==== Input for this task ====

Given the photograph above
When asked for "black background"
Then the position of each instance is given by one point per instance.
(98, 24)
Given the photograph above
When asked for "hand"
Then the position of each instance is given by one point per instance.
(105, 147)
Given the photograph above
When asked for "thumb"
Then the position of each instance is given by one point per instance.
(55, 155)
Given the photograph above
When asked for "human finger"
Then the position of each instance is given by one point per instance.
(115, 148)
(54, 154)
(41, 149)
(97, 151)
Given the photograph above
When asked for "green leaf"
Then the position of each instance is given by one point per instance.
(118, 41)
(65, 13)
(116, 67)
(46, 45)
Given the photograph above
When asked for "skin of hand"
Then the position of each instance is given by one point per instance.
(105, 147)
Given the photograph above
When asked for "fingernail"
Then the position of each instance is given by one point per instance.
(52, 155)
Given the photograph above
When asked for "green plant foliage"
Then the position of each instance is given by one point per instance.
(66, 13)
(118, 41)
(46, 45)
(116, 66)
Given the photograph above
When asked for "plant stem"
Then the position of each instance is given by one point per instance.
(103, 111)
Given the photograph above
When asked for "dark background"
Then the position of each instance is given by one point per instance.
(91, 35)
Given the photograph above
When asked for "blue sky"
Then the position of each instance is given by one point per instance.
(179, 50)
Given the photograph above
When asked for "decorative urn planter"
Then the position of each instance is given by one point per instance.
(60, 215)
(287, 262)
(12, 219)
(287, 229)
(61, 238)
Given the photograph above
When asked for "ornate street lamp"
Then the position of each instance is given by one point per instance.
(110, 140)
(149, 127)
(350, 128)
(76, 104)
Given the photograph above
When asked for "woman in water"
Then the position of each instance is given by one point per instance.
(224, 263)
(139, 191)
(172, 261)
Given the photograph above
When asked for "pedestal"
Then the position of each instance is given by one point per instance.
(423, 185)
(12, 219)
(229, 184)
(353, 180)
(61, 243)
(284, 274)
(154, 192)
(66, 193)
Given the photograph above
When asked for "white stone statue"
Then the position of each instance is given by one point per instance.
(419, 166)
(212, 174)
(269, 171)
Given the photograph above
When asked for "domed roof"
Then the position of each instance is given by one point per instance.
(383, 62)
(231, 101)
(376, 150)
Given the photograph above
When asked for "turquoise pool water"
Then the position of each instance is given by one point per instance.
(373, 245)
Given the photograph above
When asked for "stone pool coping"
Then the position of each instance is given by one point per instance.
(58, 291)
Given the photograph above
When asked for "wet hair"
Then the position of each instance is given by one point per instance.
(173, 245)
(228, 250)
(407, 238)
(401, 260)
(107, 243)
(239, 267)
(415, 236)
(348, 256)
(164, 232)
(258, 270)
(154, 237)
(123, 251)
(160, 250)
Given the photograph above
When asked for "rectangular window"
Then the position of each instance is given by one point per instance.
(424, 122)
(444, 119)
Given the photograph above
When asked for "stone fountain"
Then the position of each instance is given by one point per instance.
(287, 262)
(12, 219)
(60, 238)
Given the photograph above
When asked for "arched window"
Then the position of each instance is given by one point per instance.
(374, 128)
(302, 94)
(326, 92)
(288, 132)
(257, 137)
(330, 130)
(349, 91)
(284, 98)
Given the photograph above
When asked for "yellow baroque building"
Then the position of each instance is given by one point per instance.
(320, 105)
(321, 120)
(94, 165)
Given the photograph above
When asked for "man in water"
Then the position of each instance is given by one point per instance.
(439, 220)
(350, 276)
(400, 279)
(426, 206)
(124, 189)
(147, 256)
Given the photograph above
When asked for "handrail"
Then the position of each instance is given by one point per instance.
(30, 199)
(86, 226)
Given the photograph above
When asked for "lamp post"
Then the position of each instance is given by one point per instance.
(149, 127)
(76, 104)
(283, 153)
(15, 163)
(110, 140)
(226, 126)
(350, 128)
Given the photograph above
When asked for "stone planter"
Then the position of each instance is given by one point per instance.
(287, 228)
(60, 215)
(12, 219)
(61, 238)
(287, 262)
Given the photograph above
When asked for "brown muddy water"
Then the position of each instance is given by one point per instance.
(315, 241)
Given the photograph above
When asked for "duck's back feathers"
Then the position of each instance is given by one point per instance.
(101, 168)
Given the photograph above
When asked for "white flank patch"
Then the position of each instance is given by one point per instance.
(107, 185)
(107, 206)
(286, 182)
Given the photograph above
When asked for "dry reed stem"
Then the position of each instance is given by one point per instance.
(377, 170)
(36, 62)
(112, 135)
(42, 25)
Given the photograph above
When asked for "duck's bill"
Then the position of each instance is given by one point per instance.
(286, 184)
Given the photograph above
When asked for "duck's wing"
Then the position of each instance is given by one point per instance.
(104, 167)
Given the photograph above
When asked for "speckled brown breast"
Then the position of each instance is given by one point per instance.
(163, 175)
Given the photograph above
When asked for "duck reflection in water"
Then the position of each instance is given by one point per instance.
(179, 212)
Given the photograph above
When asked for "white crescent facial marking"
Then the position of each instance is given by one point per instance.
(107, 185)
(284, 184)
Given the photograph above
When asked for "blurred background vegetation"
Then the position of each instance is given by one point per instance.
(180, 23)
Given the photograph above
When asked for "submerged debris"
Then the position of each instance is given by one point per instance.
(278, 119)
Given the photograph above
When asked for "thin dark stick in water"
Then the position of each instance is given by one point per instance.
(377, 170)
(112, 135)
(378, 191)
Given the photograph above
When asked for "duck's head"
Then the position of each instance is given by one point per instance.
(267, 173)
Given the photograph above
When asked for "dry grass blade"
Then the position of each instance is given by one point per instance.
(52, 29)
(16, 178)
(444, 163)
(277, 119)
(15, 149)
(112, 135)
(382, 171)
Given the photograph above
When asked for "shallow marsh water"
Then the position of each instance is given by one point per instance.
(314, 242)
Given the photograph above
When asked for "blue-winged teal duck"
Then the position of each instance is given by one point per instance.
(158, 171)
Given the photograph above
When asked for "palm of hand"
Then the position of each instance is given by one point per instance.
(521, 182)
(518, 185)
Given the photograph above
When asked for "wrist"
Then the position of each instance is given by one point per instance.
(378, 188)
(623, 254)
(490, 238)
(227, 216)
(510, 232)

====

Each line must be given again exactly as written above.

• **Result of this task**:
Given the photograph above
When asked for "black background"
Then the position of each instance is given by one point per instance.
(98, 24)
Given the photograph above
When asked for "hand"
Then the position of each instance is given by one point per instance.
(105, 147)
Given the photograph above
When asked for "thumb"
Then the position of each instance is given by one point per instance.
(55, 155)
Given the photograph above
When asked for "human finger"
Then the position of each instance is given by one point per instance.
(115, 148)
(54, 154)
(41, 149)
(97, 151)
Given the photograph above
When asked for "green leaf"
Then the position of each instance is given by one point per instance.
(118, 41)
(65, 13)
(116, 67)
(46, 45)
Given the photograph above
When asked for "skin of hand"
Then the position of each instance is given by one point per instance.
(105, 147)
Given the photograph above
When asked for "fingernail"
Then the position of each instance is given by one point per instance.
(52, 155)
Given the photograph above
When asked for "green plant foliage"
Then the position of each instance is given by one point per instance.
(66, 13)
(118, 41)
(46, 45)
(116, 66)
Given the photograph above
When asked for "plant stem"
Then the position of each instance is given by one point per instance.
(103, 111)
Given the photograph above
When asked for "dark background"
Then the position of each instance is given by one point per instance.
(91, 35)
Given the photograph above
When asked for "blue sky"
Then the position of each instance is given by one point per instance.
(179, 50)
Given the photograph above
When asked for "decorative urn planter"
Then the position of each instance is given by one point per instance.
(60, 215)
(287, 262)
(12, 219)
(287, 229)
(61, 238)
Given the photograph above
When asked for "ornate street lamp"
Then the position of each instance is given by one point per instance.
(110, 140)
(149, 127)
(350, 128)
(76, 104)
Given the photograph above
When asked for "woman in water"
Then the position of each instance is given by one point per instance.
(224, 263)
(139, 191)
(172, 261)
Given the photograph above
When asked for "pedestal"
Then the position of each instance is given by one point per instance.
(423, 185)
(12, 219)
(229, 184)
(353, 180)
(61, 243)
(284, 274)
(154, 192)
(66, 193)
Given the photograph above
When asked for "white stone statue"
Then the position of each instance is given by one point per instance.
(419, 166)
(212, 174)
(269, 171)
Given the photograph above
When asked for "domed roof"
Then the position of each instance is given by one point per instance.
(383, 62)
(231, 101)
(376, 150)
Given the photograph above
When asked for "turquoise pool water"
Then the position of each instance is given by one point per instance.
(373, 245)
Given the photograph above
When asked for "stone pool coping"
Then the position of each instance is given by one point per instance.
(58, 291)
Given the photograph above
When asked for "wet hair"
Then the position of each instance is given by one point per instance.
(173, 245)
(228, 250)
(407, 238)
(401, 260)
(107, 243)
(239, 267)
(415, 236)
(348, 256)
(164, 232)
(258, 270)
(154, 237)
(123, 251)
(160, 250)
Given the photograph above
When asked for "rectangular window"
Then the position of each instance is given by one point per instance.
(424, 122)
(444, 119)
Given the photograph above
When asked for "stone fountain"
Then the position of each instance is given by one point per instance.
(287, 262)
(12, 219)
(60, 238)
Given the photograph above
When asked for "arched window"
Then the position of each instance is given by one point per instance.
(374, 128)
(302, 94)
(326, 92)
(288, 132)
(257, 137)
(330, 130)
(349, 91)
(284, 98)
Given the photograph above
When asked for "yellow baroque building"
Then the position of each instance is given by one point per instance.
(320, 105)
(321, 120)
(94, 165)
Given the photograph above
When asked for "man in water"
Then the position of each instance is given by one point per instance.
(439, 220)
(350, 276)
(400, 279)
(426, 206)
(124, 189)
(147, 256)
Given the photograph above
When asked for "handrail"
Then the position of each instance is given by one point per instance.
(30, 199)
(86, 226)
Given the photograph above
When asked for "lamp post"
Then the position of each instance is given by one point per instance.
(149, 127)
(76, 104)
(283, 153)
(15, 163)
(110, 140)
(226, 126)
(350, 128)
Given the photograph above
When asked for "stone planter"
Then the position of each instance is given by one point per instance.
(287, 228)
(60, 215)
(12, 219)
(61, 238)
(287, 262)
Given the photograph above
When asked for "brown muddy water"
Then the position of each instance is given by one point per instance.
(315, 241)
Given the photograph above
When asked for "duck's back feathers"
Then the position of each instance is given by one point per instance.
(101, 168)
Given the photograph above
When asked for "white flank patch"
Then the position of each instance is given by one point per instance.
(107, 185)
(107, 206)
(286, 182)
Given the photograph above
When asked for "dry reed stem"
Then the position of each instance is given by one point per instance.
(377, 170)
(36, 62)
(112, 135)
(42, 25)
Given the photograph above
When asked for "duck's bill"
Then the position of each instance is given by one point per instance.
(286, 184)
Given the photograph above
When asked for "duck's wing"
Then the position of each instance is given by one point per instance.
(104, 167)
Given the photograph above
When asked for "speckled brown breast"
Then the position of each instance is given by one point per instance.
(163, 175)
Given the photograph above
When asked for "duck reflection in water"
Then the position of each instance is given by one point per instance.
(179, 212)
Given the photograph above
When asked for "white crescent facial marking"
Then the position of each instance is given by one point per instance.
(107, 185)
(284, 184)
Given the photograph above
When asked for "blurred background vegetation"
Then the position of each instance is given by one point per instance.
(180, 23)
Given the photograph above
When asked for "submerged debris"
Then the position of each instance is given by one point per instance.
(278, 119)
Given the photograph above
When asked for "thin dark stick in water"
Then the position of each instance is given by one point per instance.
(377, 170)
(112, 135)
(378, 191)
Given the photograph above
When asked for "duck's head"
Then the position of each instance is given by one point per instance.
(267, 173)
Given the photograph above
When asked for "dry grass blade"
Then the position of each instance is given by one point per instance.
(52, 29)
(16, 178)
(444, 163)
(277, 119)
(15, 149)
(112, 135)
(382, 171)
Given the photograph above
When asked for "shallow marsh water"
Then the position of each instance is given by one point per instance.
(314, 242)
Given the photograph above
When asked for "blue-winged teal duck"
Then the position of each instance is given by one point per instance.
(158, 171)
Given the photograph above
When asked for "palm of hand"
Then the position of each instance is given by one point per instance.
(521, 182)
(518, 185)
Given the photograph above
When asked for "wrist"
Then the position of each instance is given by one point per instance.
(378, 188)
(623, 254)
(490, 238)
(227, 216)
(510, 232)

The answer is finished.